§ **Texto proporcionado**:

En 2025 llegó la debacle electoral y política que no se puede comprender sin mencionar el golpe de 2019. Los candidatos de derecha, sumados, alcanzaron casi el 80 por ciento de los votos válidos, mientras que los movimientos derivados del liderazgo de Evo se han quedado prácticamente sin representación parlamentaria.
No es este el lugar para hacer un balance de los 20 años de gobierno del movimiento fundado y liderado por Evo Morales, sino aportar algunos elementos para desentrañar lo sucedido de un golpe (de Estado) al otro (electoral).
El golpe de 2019, que llevó al exilio a Evo Morales, dejó heridas que tuvieron una difícil cicatrización, aunque Evo lograra retornar apenas un año después. Pensamos, equivocadamente, que el regreso de Evo y el contundente triunfo de Luis Arce con el 55 por ciento de los votos ponía todo en su lugar. Al fin y al cabo, Evo lo había elegido a dedo por haber sido su exitoso ministro de economía. Si bien el regreso de Evo estuvo acompañado por una efusividad de las masas pocas veces vista, no volvía al poder, y las heridas abiertas del golpe eran más profundas de lo que se percibía a simple vista.

§ **Tareas por realizar**:
(a) Responde estas preguntas con datos del texto sobre el golpe de 2019:
(i) ¿Qué porcentaje de los votos válidos sumaron los candidatos de derecha en 2025?
(ii) ¿Cuántos años de gobierno del movimiento fundado por Evo Morales se mencionan?
(iii) ¿Con qué porcentaje de votos ganó Luis Arce?
(b) De acuerdo con el texto sobre el golpe de 2019, ¿por qué eligió Evo a Luis Arce? Contesta en una a tres oraciones.
(c) Transcribe sin cambios el fragmento del texto sobre el golpe de 2019 que empieza en las palabras "No es este el" y termina después de "a simple vista.".

§ **Datos proporcionados**:
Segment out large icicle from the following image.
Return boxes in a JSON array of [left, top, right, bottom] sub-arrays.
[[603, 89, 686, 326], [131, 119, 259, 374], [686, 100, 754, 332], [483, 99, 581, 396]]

§ **Soluciones propuestas**:
(a)
(i) Casi el 80 por ciento.
(ii) 20 años.
(iii) Con el 55 por ciento de los votos.

(b) Evo eligió a dedo a Luis Arce porque había sido su exitoso ministro de economía.

(c)
No es este el lugar para hacer un balance de los 20 años de gobierno del movimiento fundado y liderado por Evo Morales, sino aportar algunos elementos para desentrañar lo sucedido de un golpe (de Estado) al otro (electoral).
El golpe de 2019, que llevó al exilio a Evo Morales, dejó heridas que tuvieron una difícil cicatrización, aunque Evo lograra retornar apenas un año después. Pensamos, equivocadamente, que el regreso de Evo y el contundente triunfo de Luis Arce con el 55 por ciento de los votos ponía todo en su lugar. Al fin y al cabo, Evo lo había elegido a dedo por haber sido su exitoso ministro de economía. Si bien el regreso de Evo estuvo acompañado por una efusividad de las masas pocas veces vista, no volvía al poder, y las heridas abiertas del golpe eran más profundas de lo que se percibía a simple vista.